• [文書抜粋]
^^^^^^^^^^^^^^^^
所属:歩兵第65連隊本部通信班小行李・編成
階級:輜重特務兵(1938年1月一等兵に進級)
入手経緯:遺族より
日記の態様:縦約11.5センチ×横約7.5センチの「川崎汽船株式会社」の社名入り手帳。縦書き。以下略

12月17日 晴
 今日は南京入城式があるので各班は勤務者以外は参列する事にする。小行李では折半して自分と××、武田、岡本の三君が勤務する事にして残の諸君が午前8時出発する、午前中当番を残し馬糧を徴発して来る、我が飛行機十数機が入城式に参加して爆音勇ましく我等の上空を翼を並べて飛んで居る様は勇壮だ、今日は旧の油しめ15日だとて乗馬の××××君と合して5人で砂糖小豆をしてたべながら「内地に居るとなあー」と焚き火を囲んで雑談に耽る、我等も近々に揚子江対岸にあがり10余里行軍して守備につくらしい話し向きがある、避難民の有様を見たが実に哀な状態だ、どんな事をしても敗残国になりたくないものと思った、夕刻補充部隊が150名到着した、×の安藤房雄君や橋本佐武郎君に会ひ金吉君の消息なども聴く、残留部隊になつて居るそうだ。
^^^^^^^^^^^^^^^^
• [保存エントリー]
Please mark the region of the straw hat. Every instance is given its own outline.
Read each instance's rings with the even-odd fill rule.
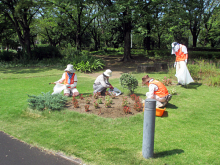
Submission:
[[[150,78],[148,75],[142,77],[142,85],[146,84],[146,82],[150,81],[153,78]]]
[[[107,77],[111,77],[112,76],[112,71],[110,69],[107,69],[103,74]]]
[[[70,73],[74,73],[75,72],[75,69],[73,69],[73,65],[71,64],[68,64],[66,69],[64,70],[65,72],[66,71],[69,71]]]

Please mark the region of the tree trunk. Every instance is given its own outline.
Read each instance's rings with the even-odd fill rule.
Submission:
[[[128,9],[123,13],[123,17],[128,16]],[[124,57],[121,61],[127,62],[131,61],[131,21],[130,18],[126,19],[128,21],[123,23],[124,30]]]
[[[144,48],[146,50],[150,50],[150,44],[151,44],[151,37],[150,37],[150,33],[151,33],[151,29],[150,29],[150,23],[147,23],[147,37],[144,37]]]

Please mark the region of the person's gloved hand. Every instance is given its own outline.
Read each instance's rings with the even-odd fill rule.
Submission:
[[[113,89],[114,89],[112,85],[110,85],[110,89],[111,89],[111,90],[113,90]]]

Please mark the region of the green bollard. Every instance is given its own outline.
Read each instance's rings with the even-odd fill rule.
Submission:
[[[142,155],[144,158],[152,158],[154,153],[156,100],[146,99],[144,106],[144,126]]]

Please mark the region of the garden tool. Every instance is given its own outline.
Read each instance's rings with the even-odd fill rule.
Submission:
^^^^^^^^^^^^^^^^
南京入城式の日の日記から、「所属:歩兵第65連隊本部通信班小行李・編成」で始まり「残留部隊になつて居るそうだ。」で終わる部分を一字も変えずに写して返すこと。

所属:歩兵第65連隊本部通信班小行李・編成
階級:輜重特務兵(1938年1月一等兵に進級)
入手経緯:遺族より
日記の態様:縦約11.5センチ×横約7.5センチの「川崎汽船株式会社」の社名入り手帳。縦書き。以下略

12月17日 晴
 今日は南京入城式があるので各班は勤務者以外は参列する事にする。小行李では折半して自分と××、武田、岡本の三君が勤務する事にして残の諸君が午前8時出発する、午前中当番を残し馬糧を徴発して来る、我が飛行機十数機が入城式に参加して爆音勇ましく我等の上空を翼を並べて飛んで居る様は勇壮だ、今日は旧の油しめ15日だとて乗馬の××××君と合して5人で砂糖小豆をしてたべながら「内地に居るとなあー」と焚き火を囲んで雑談に耽る、我等も近々に揚子江対岸にあがり10余里行軍して守備につくらしい話し向きがある、避難民の有様を見たが実に哀な状態だ、どんな事をしても敗残国になりたくないものと思った、夕刻補充部隊が150名到着した、×の安藤房雄君や橋本佐武郎君に会ひ金吉君の消息なども聴く、残留部隊になつて居るそうだ。